## SEZIONE DEL DOCUMENTO
Si parla spesso di imminente uscita dalla crisi economica che attanaglia l’Italia, e di primi segnali in tal senso. Peccato che l’industria alimentare, secondo settore manifatturiero del paese, non intercetti nessuno di questi segnali. I dati dei principali parametri economici coprono il primo semestre dell’anno, mentre per la produzione alimentare essi fanno meglio e arrivano a luglio. Andiamo per ordine. La produzione alimentare, che aveva chiuso il confronto 2012/2011 con un calo dello 0,6% su indici grezzi e un -0,9% a parità di giornate lavorative, sul gennaio-luglio 2013 registra, rispetto allo stesso periodo dell’anno scorso, un -1,0% su dati grezzi e un -0,9% a parità di giornate. Non è cambiato nulla, quindi, anzi è peggiorato qualcosa.
Fra i grandi comparti, se si guarda ai dati grezzi, si scopre che solo il dolciario, la pasta, la trasformazione delle carni, lo zucchero e i mangimi per animali hanno registrato segni positivi. Su gennaio luglio i «prodotti da forno» sono saliti infatti del 6,7%, il «cioccolatiero» del 2,2%, la «pasta» del 2,4%, la «trasformazione delle carni» dell’1,8%, lo «zucchero» del 7,9% e l’« alimentazione animale» dell’1,6%. Stop. Poi comincia il rosario dei segni negativi: «lavorazione degli ortaggi» (-2,8%), «ittico» (-4,6%), «molitorio» (-1,9%), «oleario» (-7,9%), «lattiero-caseario» (-3,5%), «vino da uva non autoprodotta» (-4,5%), «bibite e acque minerali» (-6,6 per cento). C’è una chicca fra i segni negativi: i «piatti preparati», che crollano del 17,3% rispetto al gennaio-luglio 2012. Il comparto è minore, ma il segnale è importante: i prodotti a più alto contenuto di servizio, e quindi di prezzo più elevato, che negli anni erano cresciuti con tassi a due cifre, scendono precipitosamente. Il fenomeno ci porta alla crisi del mercato, alla scarsa capacità di acquisto delle famiglie, evidenziata dai dati delle vendite. Queste, nel 2012, avevano chiuso con variazioni oscillanti intorno alla parità (+0,2% su indici grezzi e -0,4% si dati destagionalizzati).
Mentre, nel 1? semestre, arretrano vistosamente, con cali, rispettivamente, dell’1,9% e dell’1,6% su dati destagionalizzati. Se si considera che le variazioni sono espresse su valori correnti, è facile stimare, in base all’andamento parallelo dei prezzi alimentari al consumo, un calo del fatturato in valuta costante delle vendite 2013 oltre i 4 punti percentuali, doppio rispetto a quello accusato nel 2012. Il piombo del settore è questo. Ed è un piombo che, invece di alleggerirsi, si è appesantito ancora di più e che, purtroppo, non è controbilanciato a sufficienza dall’andamento delle esportazioni. Queste, dopo gli aumenti di circa il 10% del biennio 2010-11, erano scese nel 2012 su un tasso del 6,9%.

Voci memorizzate
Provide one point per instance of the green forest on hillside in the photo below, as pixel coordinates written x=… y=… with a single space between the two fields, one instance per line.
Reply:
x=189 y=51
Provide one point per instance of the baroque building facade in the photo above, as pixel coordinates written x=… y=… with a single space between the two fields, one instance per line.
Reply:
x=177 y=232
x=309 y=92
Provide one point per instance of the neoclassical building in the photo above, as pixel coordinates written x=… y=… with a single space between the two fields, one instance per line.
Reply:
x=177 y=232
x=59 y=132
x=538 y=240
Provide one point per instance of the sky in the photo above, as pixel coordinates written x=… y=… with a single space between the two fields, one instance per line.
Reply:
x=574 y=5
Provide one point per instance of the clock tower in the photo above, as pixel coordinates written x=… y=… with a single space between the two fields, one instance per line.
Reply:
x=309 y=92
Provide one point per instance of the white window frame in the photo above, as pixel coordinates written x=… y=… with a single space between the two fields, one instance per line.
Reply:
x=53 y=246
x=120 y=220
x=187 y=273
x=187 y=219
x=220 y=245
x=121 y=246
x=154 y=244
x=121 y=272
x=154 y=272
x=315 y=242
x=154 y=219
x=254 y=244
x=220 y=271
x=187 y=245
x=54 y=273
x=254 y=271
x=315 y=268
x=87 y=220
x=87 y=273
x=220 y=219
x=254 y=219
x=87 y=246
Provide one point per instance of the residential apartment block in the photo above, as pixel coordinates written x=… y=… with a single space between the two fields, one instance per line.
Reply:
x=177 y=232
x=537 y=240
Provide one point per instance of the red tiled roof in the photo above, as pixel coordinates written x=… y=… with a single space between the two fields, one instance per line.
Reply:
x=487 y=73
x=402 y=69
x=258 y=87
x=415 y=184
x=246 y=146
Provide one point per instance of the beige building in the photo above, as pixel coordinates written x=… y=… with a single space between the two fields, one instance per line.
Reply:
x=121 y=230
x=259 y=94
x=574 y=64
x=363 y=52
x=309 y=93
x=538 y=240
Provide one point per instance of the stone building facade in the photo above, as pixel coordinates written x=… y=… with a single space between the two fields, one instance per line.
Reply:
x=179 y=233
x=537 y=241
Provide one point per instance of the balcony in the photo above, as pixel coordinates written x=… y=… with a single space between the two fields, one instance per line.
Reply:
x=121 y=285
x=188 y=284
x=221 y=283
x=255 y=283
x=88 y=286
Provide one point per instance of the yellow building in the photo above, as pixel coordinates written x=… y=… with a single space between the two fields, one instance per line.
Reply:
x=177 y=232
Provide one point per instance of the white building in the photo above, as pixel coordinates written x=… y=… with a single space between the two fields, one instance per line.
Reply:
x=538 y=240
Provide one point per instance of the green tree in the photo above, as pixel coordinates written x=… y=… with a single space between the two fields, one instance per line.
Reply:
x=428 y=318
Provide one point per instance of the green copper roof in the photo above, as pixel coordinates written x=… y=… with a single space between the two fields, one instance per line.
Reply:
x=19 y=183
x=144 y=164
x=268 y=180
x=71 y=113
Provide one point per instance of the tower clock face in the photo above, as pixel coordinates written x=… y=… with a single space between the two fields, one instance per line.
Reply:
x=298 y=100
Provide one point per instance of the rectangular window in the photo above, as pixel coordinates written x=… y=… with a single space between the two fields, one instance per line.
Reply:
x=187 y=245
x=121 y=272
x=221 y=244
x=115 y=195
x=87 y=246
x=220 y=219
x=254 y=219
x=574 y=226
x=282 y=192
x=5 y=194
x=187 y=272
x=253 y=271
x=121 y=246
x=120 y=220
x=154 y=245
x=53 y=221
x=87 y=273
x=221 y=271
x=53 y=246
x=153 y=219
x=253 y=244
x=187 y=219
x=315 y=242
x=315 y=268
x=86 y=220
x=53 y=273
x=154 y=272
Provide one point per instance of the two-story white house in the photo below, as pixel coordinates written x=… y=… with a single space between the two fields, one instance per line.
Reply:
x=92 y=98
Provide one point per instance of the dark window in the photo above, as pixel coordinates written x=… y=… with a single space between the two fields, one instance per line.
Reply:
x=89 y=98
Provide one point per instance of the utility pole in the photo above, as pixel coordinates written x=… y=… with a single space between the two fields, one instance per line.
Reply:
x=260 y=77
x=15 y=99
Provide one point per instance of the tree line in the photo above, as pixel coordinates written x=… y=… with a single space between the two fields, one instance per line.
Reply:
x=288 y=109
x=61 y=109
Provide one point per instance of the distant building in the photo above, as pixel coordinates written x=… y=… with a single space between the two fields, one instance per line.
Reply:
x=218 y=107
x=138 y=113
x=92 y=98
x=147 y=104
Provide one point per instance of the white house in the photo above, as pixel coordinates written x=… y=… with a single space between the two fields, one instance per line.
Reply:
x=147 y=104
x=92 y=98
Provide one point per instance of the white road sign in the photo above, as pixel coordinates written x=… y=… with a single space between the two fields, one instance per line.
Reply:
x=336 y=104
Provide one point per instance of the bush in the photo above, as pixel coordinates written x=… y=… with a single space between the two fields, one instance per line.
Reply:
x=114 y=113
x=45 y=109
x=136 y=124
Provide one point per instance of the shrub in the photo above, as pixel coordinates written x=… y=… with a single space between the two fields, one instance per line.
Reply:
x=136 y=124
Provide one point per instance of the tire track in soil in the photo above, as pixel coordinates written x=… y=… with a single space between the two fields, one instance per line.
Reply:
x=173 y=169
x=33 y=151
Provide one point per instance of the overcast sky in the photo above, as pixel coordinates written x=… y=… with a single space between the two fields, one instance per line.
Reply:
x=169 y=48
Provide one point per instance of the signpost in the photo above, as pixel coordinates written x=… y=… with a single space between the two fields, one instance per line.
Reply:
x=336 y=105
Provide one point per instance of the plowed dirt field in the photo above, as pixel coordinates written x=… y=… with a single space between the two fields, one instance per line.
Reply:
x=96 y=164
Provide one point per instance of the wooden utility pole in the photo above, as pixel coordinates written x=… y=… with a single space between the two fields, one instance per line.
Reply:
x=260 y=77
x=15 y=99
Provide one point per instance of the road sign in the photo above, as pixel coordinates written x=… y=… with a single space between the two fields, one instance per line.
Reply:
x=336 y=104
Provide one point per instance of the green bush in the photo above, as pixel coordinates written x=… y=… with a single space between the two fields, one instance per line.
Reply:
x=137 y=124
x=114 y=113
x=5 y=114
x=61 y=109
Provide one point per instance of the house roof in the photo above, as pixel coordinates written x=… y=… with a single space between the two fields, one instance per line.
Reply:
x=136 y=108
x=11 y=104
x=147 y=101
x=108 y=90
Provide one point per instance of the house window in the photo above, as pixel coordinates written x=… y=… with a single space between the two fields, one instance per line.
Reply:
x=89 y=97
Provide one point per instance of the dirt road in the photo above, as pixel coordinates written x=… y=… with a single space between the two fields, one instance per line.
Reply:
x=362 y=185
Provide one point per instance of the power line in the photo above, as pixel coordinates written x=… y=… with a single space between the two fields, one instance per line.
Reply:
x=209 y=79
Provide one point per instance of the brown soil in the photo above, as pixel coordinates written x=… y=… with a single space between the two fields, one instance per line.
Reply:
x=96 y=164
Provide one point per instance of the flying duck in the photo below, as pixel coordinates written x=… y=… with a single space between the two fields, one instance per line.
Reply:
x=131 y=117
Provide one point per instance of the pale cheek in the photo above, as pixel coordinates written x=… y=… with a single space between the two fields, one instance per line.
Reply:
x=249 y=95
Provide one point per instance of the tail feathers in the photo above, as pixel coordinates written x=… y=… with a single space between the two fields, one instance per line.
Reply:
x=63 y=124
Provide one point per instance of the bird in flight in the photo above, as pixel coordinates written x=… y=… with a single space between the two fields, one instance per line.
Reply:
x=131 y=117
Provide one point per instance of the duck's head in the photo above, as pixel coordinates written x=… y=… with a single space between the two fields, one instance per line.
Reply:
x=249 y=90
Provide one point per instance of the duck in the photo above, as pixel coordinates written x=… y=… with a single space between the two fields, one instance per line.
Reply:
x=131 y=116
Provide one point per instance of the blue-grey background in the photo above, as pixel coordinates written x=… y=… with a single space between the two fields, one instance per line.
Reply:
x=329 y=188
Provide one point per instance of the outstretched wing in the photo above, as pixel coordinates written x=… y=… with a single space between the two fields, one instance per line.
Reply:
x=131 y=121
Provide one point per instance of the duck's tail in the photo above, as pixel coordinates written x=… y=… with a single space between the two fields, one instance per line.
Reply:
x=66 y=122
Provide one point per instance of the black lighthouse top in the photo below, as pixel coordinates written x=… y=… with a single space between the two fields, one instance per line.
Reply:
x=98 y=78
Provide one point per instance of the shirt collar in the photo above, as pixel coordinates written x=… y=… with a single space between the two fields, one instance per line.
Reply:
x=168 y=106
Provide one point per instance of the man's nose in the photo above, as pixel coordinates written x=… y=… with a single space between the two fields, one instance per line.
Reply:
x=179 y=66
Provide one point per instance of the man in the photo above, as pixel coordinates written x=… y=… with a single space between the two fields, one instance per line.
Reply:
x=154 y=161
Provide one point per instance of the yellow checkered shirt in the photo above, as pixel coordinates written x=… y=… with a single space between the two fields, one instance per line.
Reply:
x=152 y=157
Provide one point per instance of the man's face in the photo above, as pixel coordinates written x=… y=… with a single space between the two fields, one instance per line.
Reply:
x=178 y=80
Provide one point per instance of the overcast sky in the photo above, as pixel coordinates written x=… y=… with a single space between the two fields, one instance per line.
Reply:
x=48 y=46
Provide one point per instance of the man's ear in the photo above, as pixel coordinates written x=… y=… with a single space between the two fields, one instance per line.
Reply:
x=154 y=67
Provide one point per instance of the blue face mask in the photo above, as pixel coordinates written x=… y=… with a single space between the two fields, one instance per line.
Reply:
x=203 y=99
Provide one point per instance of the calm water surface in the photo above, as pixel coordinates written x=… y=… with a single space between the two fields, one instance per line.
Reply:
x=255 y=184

## PROBLEMA BREVE 1
Rispondi in base al testo sull'industria alimentare:
(a) Quale variazione su dati grezzi registra la produzione alimentare nel gennaio-luglio 2013 rispetto allo stesso periodo dell'anno precedente?
(b) Di quanto crollano i «piatti preparati» rispetto al gennaio-luglio 2012?
(c) Di quanto erano aumentate, circa, le esportazioni nel biennio 2010-11?
## PROBLEMA BREVE 2
Riporta dal testo sull'industria alimentare il brano che va da "Si parla spesso" fino a "è peggiorato qualcosa." compreso.
## PROBLEMA BREVE 3
Riprendi il testo sull'industria alimentare e proseguilo dopo la sua ultima frase.
L'elenco non serve per svolgere il lavoro.

## OUTPUT ATTESO 1
(a) -1,0%
(b) 17,3%
(c) Circa il 10%

## OUTPUT ATTESO 2
Si parla spesso di imminente uscita dalla crisi economica che attanaglia l’Italia, e di primi segnali in tal senso. Peccato che l’industria alimentare, secondo settore manifatturiero del paese, non intercetti nessuno di questi segnali. I dati dei principali parametri economici coprono il primo semestre dell’anno, mentre per la produzione alimentare essi fanno meglio e arrivano a luglio. Andiamo per ordine. La produzione alimentare, che aveva chiuso il confronto 2012/2011 con un calo dello 0,6% su indici grezzi e un -0,9% a parità di giornate lavorative, sul gennaio-luglio 2013 registra, rispetto allo stesso periodo dell’anno scorso, un -1,0% su dati grezzi e un -0,9% a parità di giornate. Non è cambiato nulla, quindi, anzi è peggiorato qualcosa.

## OUTPUT ATTESO 3
Le aspettative (o meglio le speranze, a questo punto) indicavano nel 2013 un riavvicinamento verso i tassi a due cifre precedenti. Invece, dopo i buoni spunti di inizio anno, il trend dell’export alimentare ha perso velocità e nel 1? semestre, con un +7,2%, si è avvicinato a quello del 2012. Fra i comparti di maggiore peso, tirano discretamente, ovvero con tassi superiori alla media, solo l’oleario (+13,4%), la trasformazione degli ortaggi (+9,6%) e l’enologico (+8,4%).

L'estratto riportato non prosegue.